→ **Provided information**:
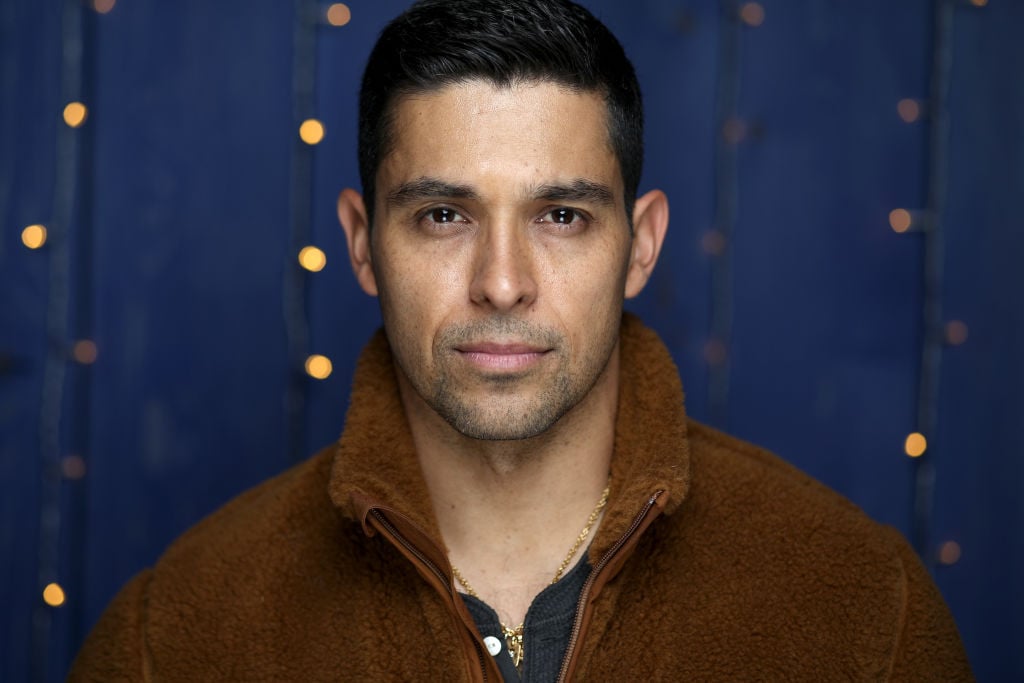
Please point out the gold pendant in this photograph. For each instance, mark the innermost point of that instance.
(513, 638)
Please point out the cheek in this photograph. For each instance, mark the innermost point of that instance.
(416, 289)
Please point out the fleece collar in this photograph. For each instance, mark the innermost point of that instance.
(376, 462)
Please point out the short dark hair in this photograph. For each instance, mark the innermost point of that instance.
(436, 43)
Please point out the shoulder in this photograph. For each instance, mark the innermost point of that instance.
(730, 472)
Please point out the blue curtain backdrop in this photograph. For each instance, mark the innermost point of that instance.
(843, 269)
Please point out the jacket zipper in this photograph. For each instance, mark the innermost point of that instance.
(426, 561)
(585, 593)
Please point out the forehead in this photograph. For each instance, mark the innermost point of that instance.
(477, 132)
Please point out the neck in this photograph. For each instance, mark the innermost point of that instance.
(510, 511)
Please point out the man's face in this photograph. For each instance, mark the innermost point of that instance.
(500, 252)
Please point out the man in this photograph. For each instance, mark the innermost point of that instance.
(517, 493)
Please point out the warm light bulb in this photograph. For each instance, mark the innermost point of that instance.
(312, 259)
(915, 444)
(318, 367)
(53, 595)
(339, 14)
(311, 131)
(900, 220)
(75, 114)
(34, 237)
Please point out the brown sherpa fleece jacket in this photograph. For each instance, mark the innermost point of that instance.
(716, 561)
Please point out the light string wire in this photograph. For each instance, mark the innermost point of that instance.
(58, 329)
(295, 285)
(726, 199)
(934, 254)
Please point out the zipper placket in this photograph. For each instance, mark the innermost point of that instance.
(585, 593)
(408, 545)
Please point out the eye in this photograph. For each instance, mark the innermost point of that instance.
(443, 215)
(565, 219)
(562, 215)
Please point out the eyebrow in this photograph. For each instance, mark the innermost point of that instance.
(426, 188)
(580, 189)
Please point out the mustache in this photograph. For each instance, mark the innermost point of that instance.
(499, 329)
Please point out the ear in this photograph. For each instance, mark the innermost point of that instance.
(352, 214)
(650, 220)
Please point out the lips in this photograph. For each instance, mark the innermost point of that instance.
(500, 356)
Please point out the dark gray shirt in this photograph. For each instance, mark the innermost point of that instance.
(546, 632)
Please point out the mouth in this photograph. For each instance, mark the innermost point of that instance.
(494, 356)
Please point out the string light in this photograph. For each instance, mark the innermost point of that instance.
(318, 367)
(900, 220)
(85, 351)
(908, 110)
(956, 333)
(34, 237)
(53, 595)
(75, 114)
(915, 444)
(339, 14)
(311, 131)
(312, 259)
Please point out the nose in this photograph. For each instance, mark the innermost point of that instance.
(504, 275)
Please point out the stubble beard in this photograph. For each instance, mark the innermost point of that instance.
(512, 414)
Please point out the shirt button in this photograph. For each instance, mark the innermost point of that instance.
(493, 644)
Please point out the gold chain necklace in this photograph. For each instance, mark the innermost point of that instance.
(513, 637)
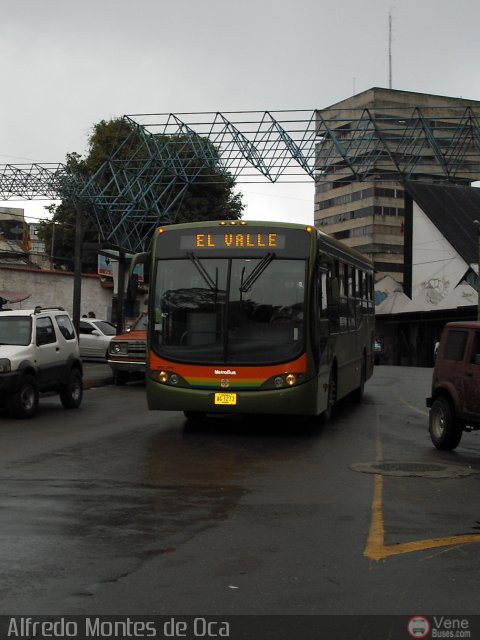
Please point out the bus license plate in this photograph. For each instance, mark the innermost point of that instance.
(226, 398)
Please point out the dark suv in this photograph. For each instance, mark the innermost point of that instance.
(455, 399)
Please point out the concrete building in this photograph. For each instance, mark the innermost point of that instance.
(369, 144)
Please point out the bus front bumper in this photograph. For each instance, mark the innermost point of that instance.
(299, 400)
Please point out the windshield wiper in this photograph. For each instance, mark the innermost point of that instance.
(203, 272)
(256, 273)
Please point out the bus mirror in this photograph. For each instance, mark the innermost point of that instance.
(138, 258)
(335, 291)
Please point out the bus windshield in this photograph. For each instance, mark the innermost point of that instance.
(229, 310)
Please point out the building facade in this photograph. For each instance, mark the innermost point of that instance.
(369, 145)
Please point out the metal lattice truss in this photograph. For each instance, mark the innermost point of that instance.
(143, 182)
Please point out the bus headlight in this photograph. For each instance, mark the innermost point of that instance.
(119, 348)
(168, 377)
(5, 365)
(286, 380)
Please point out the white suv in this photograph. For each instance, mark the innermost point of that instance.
(38, 352)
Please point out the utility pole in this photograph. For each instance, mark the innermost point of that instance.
(77, 271)
(390, 49)
(477, 224)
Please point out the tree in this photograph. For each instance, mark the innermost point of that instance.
(122, 164)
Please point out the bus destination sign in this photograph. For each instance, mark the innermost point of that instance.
(232, 240)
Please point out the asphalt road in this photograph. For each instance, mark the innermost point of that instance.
(113, 509)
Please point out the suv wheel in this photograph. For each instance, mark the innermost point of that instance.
(445, 431)
(24, 402)
(71, 394)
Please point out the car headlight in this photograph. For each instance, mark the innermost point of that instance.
(118, 348)
(5, 365)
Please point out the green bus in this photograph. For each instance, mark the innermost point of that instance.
(256, 318)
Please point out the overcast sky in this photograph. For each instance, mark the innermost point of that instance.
(65, 65)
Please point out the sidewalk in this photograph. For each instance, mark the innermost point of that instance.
(96, 374)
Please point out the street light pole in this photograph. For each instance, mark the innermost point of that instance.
(477, 224)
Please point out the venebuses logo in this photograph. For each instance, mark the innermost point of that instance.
(418, 627)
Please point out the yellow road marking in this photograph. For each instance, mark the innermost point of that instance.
(376, 549)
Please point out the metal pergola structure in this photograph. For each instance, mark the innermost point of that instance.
(144, 180)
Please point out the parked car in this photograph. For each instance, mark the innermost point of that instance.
(94, 338)
(127, 353)
(38, 353)
(455, 399)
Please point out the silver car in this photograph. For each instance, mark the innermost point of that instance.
(94, 338)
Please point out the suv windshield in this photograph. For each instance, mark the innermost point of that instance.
(16, 330)
(235, 310)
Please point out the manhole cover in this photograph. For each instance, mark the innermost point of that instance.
(426, 470)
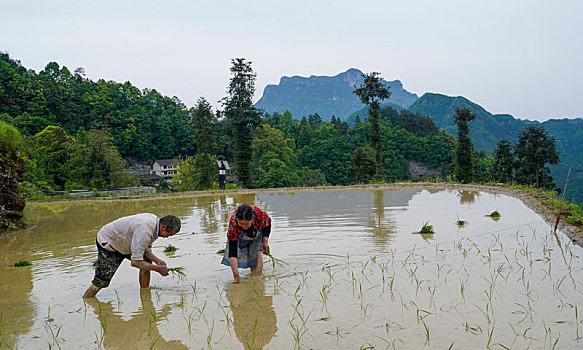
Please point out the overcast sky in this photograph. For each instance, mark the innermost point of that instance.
(518, 57)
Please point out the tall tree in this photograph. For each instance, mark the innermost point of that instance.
(503, 167)
(464, 152)
(96, 162)
(362, 166)
(204, 122)
(371, 92)
(534, 149)
(242, 117)
(51, 152)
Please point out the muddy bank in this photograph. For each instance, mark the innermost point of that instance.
(575, 233)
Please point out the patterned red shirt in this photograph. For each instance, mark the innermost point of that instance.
(260, 220)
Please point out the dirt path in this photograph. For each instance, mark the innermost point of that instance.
(575, 233)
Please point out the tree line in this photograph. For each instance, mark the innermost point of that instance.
(78, 133)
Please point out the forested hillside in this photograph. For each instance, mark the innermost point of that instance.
(488, 129)
(79, 134)
(327, 96)
(144, 124)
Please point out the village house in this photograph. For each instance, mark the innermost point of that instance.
(165, 168)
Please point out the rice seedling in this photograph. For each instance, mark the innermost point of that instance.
(170, 248)
(209, 337)
(277, 262)
(426, 332)
(21, 263)
(178, 272)
(249, 345)
(153, 343)
(461, 223)
(495, 214)
(426, 229)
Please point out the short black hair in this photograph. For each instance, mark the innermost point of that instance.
(244, 212)
(171, 222)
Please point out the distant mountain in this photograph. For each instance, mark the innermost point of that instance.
(327, 96)
(487, 129)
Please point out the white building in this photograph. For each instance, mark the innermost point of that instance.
(165, 168)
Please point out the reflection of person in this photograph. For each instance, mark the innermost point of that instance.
(138, 332)
(131, 238)
(222, 175)
(248, 234)
(254, 318)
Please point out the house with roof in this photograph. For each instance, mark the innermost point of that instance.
(165, 168)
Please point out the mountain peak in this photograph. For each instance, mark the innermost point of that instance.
(326, 95)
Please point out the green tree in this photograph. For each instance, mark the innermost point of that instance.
(534, 149)
(371, 92)
(11, 141)
(363, 165)
(242, 117)
(190, 175)
(464, 153)
(204, 122)
(274, 159)
(52, 154)
(504, 162)
(96, 162)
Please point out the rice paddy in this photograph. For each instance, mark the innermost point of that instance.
(348, 274)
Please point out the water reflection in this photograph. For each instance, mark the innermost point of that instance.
(382, 228)
(254, 317)
(139, 332)
(467, 197)
(16, 309)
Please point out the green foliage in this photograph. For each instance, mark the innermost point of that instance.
(96, 163)
(464, 154)
(427, 228)
(193, 173)
(503, 167)
(11, 141)
(534, 149)
(371, 92)
(363, 165)
(52, 146)
(242, 117)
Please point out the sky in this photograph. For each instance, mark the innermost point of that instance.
(518, 57)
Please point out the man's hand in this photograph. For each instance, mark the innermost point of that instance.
(266, 246)
(161, 269)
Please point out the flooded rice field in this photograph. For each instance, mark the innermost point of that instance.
(356, 276)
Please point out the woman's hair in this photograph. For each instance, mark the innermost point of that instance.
(244, 212)
(172, 223)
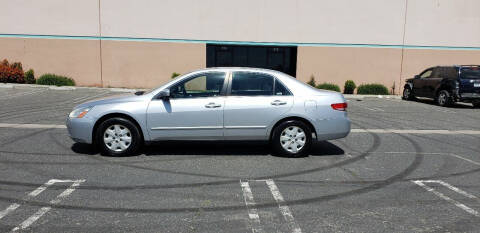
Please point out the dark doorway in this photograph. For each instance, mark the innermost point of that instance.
(281, 58)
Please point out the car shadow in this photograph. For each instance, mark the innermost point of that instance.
(323, 148)
(460, 105)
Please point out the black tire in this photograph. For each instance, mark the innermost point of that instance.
(444, 98)
(408, 94)
(476, 104)
(134, 134)
(278, 146)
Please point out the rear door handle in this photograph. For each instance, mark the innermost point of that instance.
(278, 102)
(213, 105)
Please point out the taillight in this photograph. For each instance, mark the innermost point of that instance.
(340, 106)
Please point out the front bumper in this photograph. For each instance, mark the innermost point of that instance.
(468, 97)
(80, 129)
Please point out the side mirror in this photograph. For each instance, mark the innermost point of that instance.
(164, 94)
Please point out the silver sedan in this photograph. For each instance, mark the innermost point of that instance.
(215, 104)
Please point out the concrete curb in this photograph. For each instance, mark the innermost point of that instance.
(372, 96)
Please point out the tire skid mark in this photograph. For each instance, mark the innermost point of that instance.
(392, 179)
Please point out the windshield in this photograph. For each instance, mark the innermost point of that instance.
(470, 73)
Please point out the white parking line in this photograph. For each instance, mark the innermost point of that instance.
(34, 193)
(252, 211)
(417, 131)
(443, 196)
(427, 153)
(382, 131)
(25, 224)
(284, 209)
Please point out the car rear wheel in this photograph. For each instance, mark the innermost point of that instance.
(118, 137)
(292, 139)
(444, 99)
(476, 104)
(407, 94)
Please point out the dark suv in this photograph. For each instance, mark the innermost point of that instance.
(446, 85)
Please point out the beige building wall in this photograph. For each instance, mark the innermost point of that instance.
(148, 64)
(78, 59)
(49, 17)
(304, 21)
(338, 64)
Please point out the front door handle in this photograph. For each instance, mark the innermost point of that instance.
(213, 105)
(278, 102)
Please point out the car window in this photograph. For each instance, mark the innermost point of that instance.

→ **Your objective**: Return only those lines that run from the one containing "Please point out the car rear" through the end of the entries, keeping each exactly as written.

→ **Task output**:
Please point out the car rear wheel in this photograph. For each instance, mark the innermost point of that instance.
(118, 137)
(292, 139)
(444, 99)
(476, 104)
(407, 94)
Please point out the dark suv in this photograph. For each instance, mark the innermost point of that instance.
(446, 85)
Please point out the beige building wall in this photograph. For each instance, mark the innermost point of that instance.
(148, 64)
(78, 59)
(49, 17)
(304, 21)
(338, 64)
Please point out the front door handle in this photograph. For each instance, mark the innermost point of that instance.
(213, 105)
(278, 102)
Please point out the car window in this photograph. For each instance, mark the innermost point of that instance.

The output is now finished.